PARTS OF THE EXERCISE:
[1] Reproduce the meditation text word for word from "Dag Spilde and" to "Acem Meditation. .".
[2] Answer these questions using the meditation text:
(a) How many years of experience teaching Acem Meditation do Dag Spilde and Maria Gjems-Onstad each have?
(b) In what city does Maria Gjems-Onstad work as a clinical psychologist?
(c) Under "Conscious choice," what three reasons for stopping meditation prematurely are called a form of laxness?
[[ SOURCE EXTRACT open ]]
Dag Spilde and Maria Gjems-Onstad answer questions about meditation. Dag is a chief advisor and project manager at EDB ErgoGroup ASA, and Maria is a clinical psychologist in Oslo. Both have more than 30 years of experience teaching Acem Meditation. .
Question:
I currently find that the meditation sound is almost entirely absent in my meditation. There are either only thoughts passing through my mind, or the meditation sound goes on autopilot while thoughts whiz through my head. Afterwards I can’t remember whether I have repeated the sound properly. Is this what you call laxness? I try to pull myself together, but am only able to do so a short while and then I seem to derail again.
Answer:
The absence of your meditation sound in your meditation could be a sign of laxness, of you not being sufficiently in touch with the way you are meditating. But it could just as well be a sign that you are meditating properly and are caught up in unconscious impulses as a result of the process. When you use the word laxness, it sounds as if you are condemning something, as if you are doing something wrong. It’s true that we sometimes can become too passive, and that this is an expression of a personality trait that can interfere with the way we meditate. But even this is beneficial, and provides an opportunity to change by becoming less remote and more present. Let’s look at some examples.
Conscious choice
You are too passive when you repeatedly fail to direct your attention towards the meditation sound, and choose instead to continue to follow your thoughts. You are too passive when you start your meditation by seeking relaxed feelings instead of repeating the meditation sound, or when the meditation sound is unclear and it would be easy for you to think it more clearly. It may be a form of laxness when only the rhythm is present in the repetition and you do nothing to bring forth the sound aspect. It’s also a form of laxness if you stop your meditation prematurely because of uneasiness, restlessness, or boredom. In all these examples, you avoid becoming more present. You avoid anything that might provoke you, and you make a conscious choice to do so.
In other cases, the choice is not present as a conscious alternative. You are not aware that you are being drawn further into the stream of thoughts. You are not aware that the sound is distant. Forces within you, with which you have no contact, are in control. In such cases, it’s meaningless to say that you are too lax or passive.
To begin your meditation by seeking relaxation is more of a conscious choice, and often an expression of avoidance. You avoid doing what potentially might be provocative. Stopping your meditation before the time is out is also often a matter of choice. You choose to move away from meditation. More rarely, you can spontaneously open your eyes, or even spontaneously get up. But this also becomes a conscious choice once you are aware of what you are doing. When you choose avoidance, you are being lax in this sense.
[[ SOURCE EXTRACT closed ]]
[[ PROVIDED MATERIAL open ]]
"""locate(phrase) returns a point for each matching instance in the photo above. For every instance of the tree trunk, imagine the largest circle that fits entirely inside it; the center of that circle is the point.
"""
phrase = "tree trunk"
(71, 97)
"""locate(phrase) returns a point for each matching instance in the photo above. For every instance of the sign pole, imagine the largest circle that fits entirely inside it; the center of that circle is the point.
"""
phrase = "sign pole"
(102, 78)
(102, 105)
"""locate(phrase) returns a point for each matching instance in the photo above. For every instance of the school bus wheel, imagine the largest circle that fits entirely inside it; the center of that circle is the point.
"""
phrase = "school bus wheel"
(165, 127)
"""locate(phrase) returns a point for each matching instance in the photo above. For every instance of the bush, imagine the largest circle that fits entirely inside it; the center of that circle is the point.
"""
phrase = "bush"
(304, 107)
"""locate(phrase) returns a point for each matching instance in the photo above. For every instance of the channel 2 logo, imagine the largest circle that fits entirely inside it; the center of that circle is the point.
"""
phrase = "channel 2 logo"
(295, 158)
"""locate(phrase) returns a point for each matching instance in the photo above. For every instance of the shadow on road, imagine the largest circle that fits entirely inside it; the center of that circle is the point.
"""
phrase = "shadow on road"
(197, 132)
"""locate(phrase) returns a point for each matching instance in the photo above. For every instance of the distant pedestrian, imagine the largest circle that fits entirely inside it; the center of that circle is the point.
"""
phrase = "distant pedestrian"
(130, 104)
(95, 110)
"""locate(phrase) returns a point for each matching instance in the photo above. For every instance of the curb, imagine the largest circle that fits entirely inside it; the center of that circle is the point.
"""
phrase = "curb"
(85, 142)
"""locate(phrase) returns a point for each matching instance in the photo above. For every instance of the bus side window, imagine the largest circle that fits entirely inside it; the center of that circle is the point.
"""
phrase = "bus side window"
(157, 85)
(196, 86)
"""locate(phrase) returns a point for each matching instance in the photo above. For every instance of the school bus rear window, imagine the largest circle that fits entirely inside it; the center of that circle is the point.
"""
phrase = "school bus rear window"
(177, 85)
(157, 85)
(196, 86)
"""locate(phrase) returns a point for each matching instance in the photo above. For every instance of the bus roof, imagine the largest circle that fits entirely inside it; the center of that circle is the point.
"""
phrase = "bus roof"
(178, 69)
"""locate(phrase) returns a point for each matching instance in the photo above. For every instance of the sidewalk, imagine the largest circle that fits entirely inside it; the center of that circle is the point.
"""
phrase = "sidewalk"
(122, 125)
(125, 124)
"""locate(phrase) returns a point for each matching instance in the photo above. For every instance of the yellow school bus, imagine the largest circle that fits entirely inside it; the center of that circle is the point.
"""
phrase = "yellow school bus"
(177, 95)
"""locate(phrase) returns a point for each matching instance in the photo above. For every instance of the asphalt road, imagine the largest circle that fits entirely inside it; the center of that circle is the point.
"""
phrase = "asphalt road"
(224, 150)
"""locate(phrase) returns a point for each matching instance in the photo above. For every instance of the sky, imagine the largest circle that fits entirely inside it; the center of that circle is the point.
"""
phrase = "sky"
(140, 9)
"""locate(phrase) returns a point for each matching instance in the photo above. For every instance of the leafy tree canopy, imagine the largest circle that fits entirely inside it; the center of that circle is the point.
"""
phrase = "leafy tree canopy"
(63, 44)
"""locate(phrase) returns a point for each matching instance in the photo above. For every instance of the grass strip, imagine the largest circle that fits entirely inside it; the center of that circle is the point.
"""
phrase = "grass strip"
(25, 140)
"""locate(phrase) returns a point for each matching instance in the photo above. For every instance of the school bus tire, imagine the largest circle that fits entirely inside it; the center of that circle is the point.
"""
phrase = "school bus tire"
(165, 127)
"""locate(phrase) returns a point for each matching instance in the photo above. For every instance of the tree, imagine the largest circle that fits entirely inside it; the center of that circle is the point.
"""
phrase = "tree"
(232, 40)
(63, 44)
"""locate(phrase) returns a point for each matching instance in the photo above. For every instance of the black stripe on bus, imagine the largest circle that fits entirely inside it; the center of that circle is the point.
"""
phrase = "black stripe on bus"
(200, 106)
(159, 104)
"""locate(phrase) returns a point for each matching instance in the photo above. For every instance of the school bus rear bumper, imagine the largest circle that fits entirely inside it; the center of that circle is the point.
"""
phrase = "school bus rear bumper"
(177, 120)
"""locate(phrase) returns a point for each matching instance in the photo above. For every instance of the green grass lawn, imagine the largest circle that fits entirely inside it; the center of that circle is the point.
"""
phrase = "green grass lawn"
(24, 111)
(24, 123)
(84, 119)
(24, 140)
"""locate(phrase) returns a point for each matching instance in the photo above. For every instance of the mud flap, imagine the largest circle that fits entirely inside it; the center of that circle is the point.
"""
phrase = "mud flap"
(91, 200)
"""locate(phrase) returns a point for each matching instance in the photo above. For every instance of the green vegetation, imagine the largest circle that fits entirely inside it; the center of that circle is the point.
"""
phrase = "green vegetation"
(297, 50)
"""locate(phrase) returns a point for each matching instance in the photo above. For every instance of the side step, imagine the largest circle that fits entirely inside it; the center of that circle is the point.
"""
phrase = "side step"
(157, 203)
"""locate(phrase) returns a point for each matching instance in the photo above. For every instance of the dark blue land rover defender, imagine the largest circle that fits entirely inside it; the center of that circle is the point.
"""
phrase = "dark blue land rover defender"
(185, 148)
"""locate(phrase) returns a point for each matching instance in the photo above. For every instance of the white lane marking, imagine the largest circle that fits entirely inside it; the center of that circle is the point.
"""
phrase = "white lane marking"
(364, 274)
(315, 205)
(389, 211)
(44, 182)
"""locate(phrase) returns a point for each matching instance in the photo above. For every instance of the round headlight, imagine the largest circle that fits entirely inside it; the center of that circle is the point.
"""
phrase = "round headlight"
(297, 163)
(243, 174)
[[ PROVIDED MATERIAL closed ]]
RESULTS OF THE TASKS:
[1]
Dag Spilde and Maria Gjems-Onstad answer questions about meditation. Dag is a chief advisor and project manager at EDB ErgoGroup ASA, and Maria is a clinical psychologist in Oslo. Both have more than 30 years of experience teaching Acem Meditation. .

[2]
(a) More than 30 years.
(b) Oslo.
(c) Uneasiness, restlessness, or boredom.